_文本摘录:_
* * * * *
直到上世纪30年代,“精英”仍是个褒义词。两次世界大战引发了对精英的批判,最具代表性的正是马克思主义。很有意思的是,反精英群体里不乏本身就是精英的人,如60年代著名知识分子让-保罗·萨特及路易·皮埃尔·阿尔都塞等。

和其他国家不同,精英体制在法国顽强地存活了下来。虽然法国人痛批精英,但如果要让他们消灭精英是万万不能的,相反,很多人挤破脑袋也要跻身精英阶层。无巧不成书,历朝历代都不缺选拔精英的考试。问题是,在法国,这种选拔在起跑线上就出了问题。经济合作与发展组织的报告也显示法国的教育体制不仅没有减弱,反而有加大社会不平等的趋势。也许值得安慰的是,如果拿法国年轻一代和老一辈的收入作比较,又会发现法国社会阶层晋升比美国、英国和意大利都更容易一些。

可社会顶层却是另一种情况。法国特有的“大学校”(名牌大学)制度的初衷原本是给国家政治经济生活输送新鲜血液,如今却在某种程度上变成了导致社会板结的罪魁祸首。数据显示,法国CAC-40企业的高管大部分都是名牌大学毕业生,其中仅巴黎综合理工学院、巴黎高等商学院和国家行政学院这三家的毕业生就占了45%,越大牌的学校毕业生就越抢手。

文化资本的传承

从理论上来说,量才录用的精英体制无可厚非。因为在平等的教育制度下,每个孩子成长为精英的机会也是平等的。然而事实远非如此。想要成功,除了要有一定的经济基础,文化资本也不可或缺。

正如法国社会学家皮埃尔·布迪厄所言,文化资本(无论是否被传承)对社会职业生涯的重要性绝不亚于智力因素。如果一个孩子从小就熟练掌握上流社会的礼仪、说话方式、着装“密码”、休闲运动,日后他必然会有更多出人头地的机会。而可悲的是这些软实力都是无法在学校里学到的。再比如,并不是所有家庭都有送孩子出国留学能力,而这恰巧又是说学外语的最佳途径。

不可否认,一些孩子早已输在了起跑线上。根据法国教育部2011年的数据,名牌大学预备班里超过半数的学生家长是高管或自由职业者(医生、建筑师、专利顾问、会计、工程师等)。这一指数在十年内变动不到1%,可见法国社会“龙生龙凤生凤”的模式毫无改变。

光有漂亮的分数和坚定的毅力是不足以成功的。巴黎九大的社会学讲师颇有怨言:“从硕士开始,学生在家里耳濡目染积累的文化底蕴变得越发重要。如若不改变录取模式,一个劲儿给大学施压扩招郊区生源并没有任何意义。”2001年巴黎政治学院为来自教育优先区(ZEP)的学生单独举办了入学考试,当时就引发了强烈抗议。如今,每年通过这种考试录取的学生有50-70%来自条件欠佳的家庭,但仅占每届录取总人数的10%。
* * * * *
_输入列表:_
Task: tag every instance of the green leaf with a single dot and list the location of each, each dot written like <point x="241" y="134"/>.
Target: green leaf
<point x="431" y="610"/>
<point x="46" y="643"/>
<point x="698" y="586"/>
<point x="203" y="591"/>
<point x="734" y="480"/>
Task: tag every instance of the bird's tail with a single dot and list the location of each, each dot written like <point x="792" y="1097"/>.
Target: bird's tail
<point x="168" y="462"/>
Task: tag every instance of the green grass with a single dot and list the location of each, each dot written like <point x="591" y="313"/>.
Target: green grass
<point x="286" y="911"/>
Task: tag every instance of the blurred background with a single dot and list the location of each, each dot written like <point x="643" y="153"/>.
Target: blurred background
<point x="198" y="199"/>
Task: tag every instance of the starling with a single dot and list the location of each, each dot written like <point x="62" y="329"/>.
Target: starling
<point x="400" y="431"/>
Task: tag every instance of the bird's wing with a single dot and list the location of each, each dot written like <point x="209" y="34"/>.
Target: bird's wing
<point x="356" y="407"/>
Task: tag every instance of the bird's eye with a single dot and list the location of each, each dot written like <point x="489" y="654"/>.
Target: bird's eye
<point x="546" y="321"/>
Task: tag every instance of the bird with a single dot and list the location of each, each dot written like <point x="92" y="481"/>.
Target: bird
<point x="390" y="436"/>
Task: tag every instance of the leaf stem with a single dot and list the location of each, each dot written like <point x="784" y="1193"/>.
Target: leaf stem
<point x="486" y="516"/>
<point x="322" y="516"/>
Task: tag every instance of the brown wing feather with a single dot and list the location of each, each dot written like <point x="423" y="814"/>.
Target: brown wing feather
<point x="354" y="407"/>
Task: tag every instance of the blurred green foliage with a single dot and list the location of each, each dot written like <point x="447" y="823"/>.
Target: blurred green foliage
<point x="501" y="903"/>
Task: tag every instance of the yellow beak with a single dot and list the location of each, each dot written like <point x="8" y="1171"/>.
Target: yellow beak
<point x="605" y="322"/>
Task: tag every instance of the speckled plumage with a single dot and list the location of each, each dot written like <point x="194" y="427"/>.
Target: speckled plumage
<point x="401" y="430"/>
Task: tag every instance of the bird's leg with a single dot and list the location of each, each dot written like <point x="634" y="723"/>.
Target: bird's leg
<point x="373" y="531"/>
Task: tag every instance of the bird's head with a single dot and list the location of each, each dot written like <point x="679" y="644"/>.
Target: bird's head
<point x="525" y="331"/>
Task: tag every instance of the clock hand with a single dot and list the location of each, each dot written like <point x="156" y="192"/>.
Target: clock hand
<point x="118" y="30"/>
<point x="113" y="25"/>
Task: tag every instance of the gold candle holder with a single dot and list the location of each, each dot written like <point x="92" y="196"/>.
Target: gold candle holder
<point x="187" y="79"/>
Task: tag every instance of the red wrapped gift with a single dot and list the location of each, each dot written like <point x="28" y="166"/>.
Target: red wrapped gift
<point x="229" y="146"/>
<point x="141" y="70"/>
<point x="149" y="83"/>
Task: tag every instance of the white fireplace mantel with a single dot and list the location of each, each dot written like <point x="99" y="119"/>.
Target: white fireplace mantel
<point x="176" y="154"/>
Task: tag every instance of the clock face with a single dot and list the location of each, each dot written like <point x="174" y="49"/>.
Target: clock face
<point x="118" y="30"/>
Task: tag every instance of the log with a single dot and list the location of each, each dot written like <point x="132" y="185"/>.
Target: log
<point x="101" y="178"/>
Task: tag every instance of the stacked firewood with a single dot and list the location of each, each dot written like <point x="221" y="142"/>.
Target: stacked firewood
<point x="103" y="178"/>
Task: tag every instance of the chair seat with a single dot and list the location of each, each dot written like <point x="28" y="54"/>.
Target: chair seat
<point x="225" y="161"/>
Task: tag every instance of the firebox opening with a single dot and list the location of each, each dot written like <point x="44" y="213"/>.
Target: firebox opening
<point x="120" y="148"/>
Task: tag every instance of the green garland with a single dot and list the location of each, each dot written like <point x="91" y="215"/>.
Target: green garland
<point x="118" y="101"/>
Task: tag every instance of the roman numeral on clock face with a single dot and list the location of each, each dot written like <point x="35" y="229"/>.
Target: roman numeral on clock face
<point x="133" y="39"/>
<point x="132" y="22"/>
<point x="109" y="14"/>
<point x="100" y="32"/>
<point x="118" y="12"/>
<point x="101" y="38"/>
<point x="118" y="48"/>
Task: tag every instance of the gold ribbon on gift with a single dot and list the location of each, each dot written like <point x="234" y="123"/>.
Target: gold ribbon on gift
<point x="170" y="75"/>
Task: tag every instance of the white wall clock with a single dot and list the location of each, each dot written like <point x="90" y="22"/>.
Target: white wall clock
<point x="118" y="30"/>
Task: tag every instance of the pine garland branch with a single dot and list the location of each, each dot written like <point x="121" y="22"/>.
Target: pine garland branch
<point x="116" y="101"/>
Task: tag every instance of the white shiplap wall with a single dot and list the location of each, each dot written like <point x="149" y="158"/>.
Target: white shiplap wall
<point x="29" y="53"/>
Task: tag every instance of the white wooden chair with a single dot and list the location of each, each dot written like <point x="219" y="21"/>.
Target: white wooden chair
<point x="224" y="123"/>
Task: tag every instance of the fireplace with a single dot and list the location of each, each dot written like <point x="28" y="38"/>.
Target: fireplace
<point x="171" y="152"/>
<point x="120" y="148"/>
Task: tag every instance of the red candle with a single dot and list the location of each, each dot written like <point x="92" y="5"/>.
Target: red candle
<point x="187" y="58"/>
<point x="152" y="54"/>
* * * * *
_练习任务 1:_ 从列表中筛选出所有包含字符串“head”的行，逐行照抄。匹配时区分大小写。
_练习任务 2:_ 接续上文关于法国精英体制的文章，从其最后一句之后续写下一部分。

_答案 1:_
Task: tag every instance of the bird's head with a single dot and list the location of each, each dot written like <point x="679" y="644"/>.
Target: bird's head

_答案 2:_
被名牌大学录取只是万里长征第一步。就全法范围来看,名牌大学毕业的,原生家庭条件欠佳的学生(巴黎政治学院除外)在就业方面尚未获得和其他学生同样的机会。如果说在学校里通过努力还可以缩小学习成绩上的差距,一旦进入就业市场,形势立刻变得更加残酷:通讯录里的联系人决定了学生是否能找到好实习。

虽然家庭条件欠佳的孩子确实是有机会进入名牌大学深造,但目前看来这种比例仍非常低。有经济实力的家庭用学区房帮助孩子进入好学校的做法让问题愈演愈烈。2009至2011年期间就读于国家行政学院的81个学生里,只有4人的家长是工人,另有13人的家长是普通雇员,仅占家长总数的12%。颇为讽刺的是,法国就业人口里超过一半都是工人或雇员。而在高等商学院里,仅有8%的学生是工人子女,这一数据在年年排名第一的巴黎高等商学院更低,仅为2.5%。对此,法国社会学者Franois Denord和Paul Lagneau-Ymonet在合著《强权合约》一书中一针见血:“在法国,出身基本决定了一个人是否有机会接触到权力。”钱不是万能的,但没有钱也很难做到“读万卷书,行万里路”。

精英族内婚制

俗话说,物以类聚,人以群分。精英集团内部联婚加重了该阶层的封闭性。2014年《法国社会学杂志》有文章指出:“由于选择的局限性,族内婚配的现象已越来越少,但名牌大学毕业生内部的联姻却越来越稳固。”

精英团体的面貌呈现出一种令人咋舌的长期稳定。学者对号称“精英荟萃”的Who's Who in France网站数据统计后得出结论:虽然精英圈子内部的女性人数有所增长、略微国际化,但总体来说仍是一个男性世界,更确切地说是白种老男人的世界。

截止到20世纪60年代末,政治、行政、经济人才比例尚能维持平衡。而从80年代起,当代精英集团阶层的结构发生了巨大的变化:高级经济人才,尤其是金融人才在集团内部的势力前所未有的强大。80年代是金融市场遭遇重大变革的时代,1986-1988年的私有化改革大大削弱了国家的影响力,欧洲市场一体化也成就了新自由主义,政治逐渐退居二线让位给经济。不难理解为何越来越多的国家行政学院毕业生宁愿放弃公务员高官身份去私企做高管。

“沆瀣一气”政商不分家

精英阶层的另一个特点是一旦坐到一定的位子,政商不分家。“政坛、商场上永远都是同一拨人”的现象屡见不鲜。政治哲学教授Catherine Colliot-Thélène认为强大的利益集团向政府施压,直接导致了国家对市场管制的放宽。《精英罪犯社会学——从白领犯罪到政治腐败》一书也指出,一旦政商结合便无法杜绝将经济犯罪大事化小小事化无的丑闻,某些人犯了罪还不自知,反而会居功自傲,认为自己对社会贡献大就能够置身法外,甚至将违法行为看成一种象征性的报酬。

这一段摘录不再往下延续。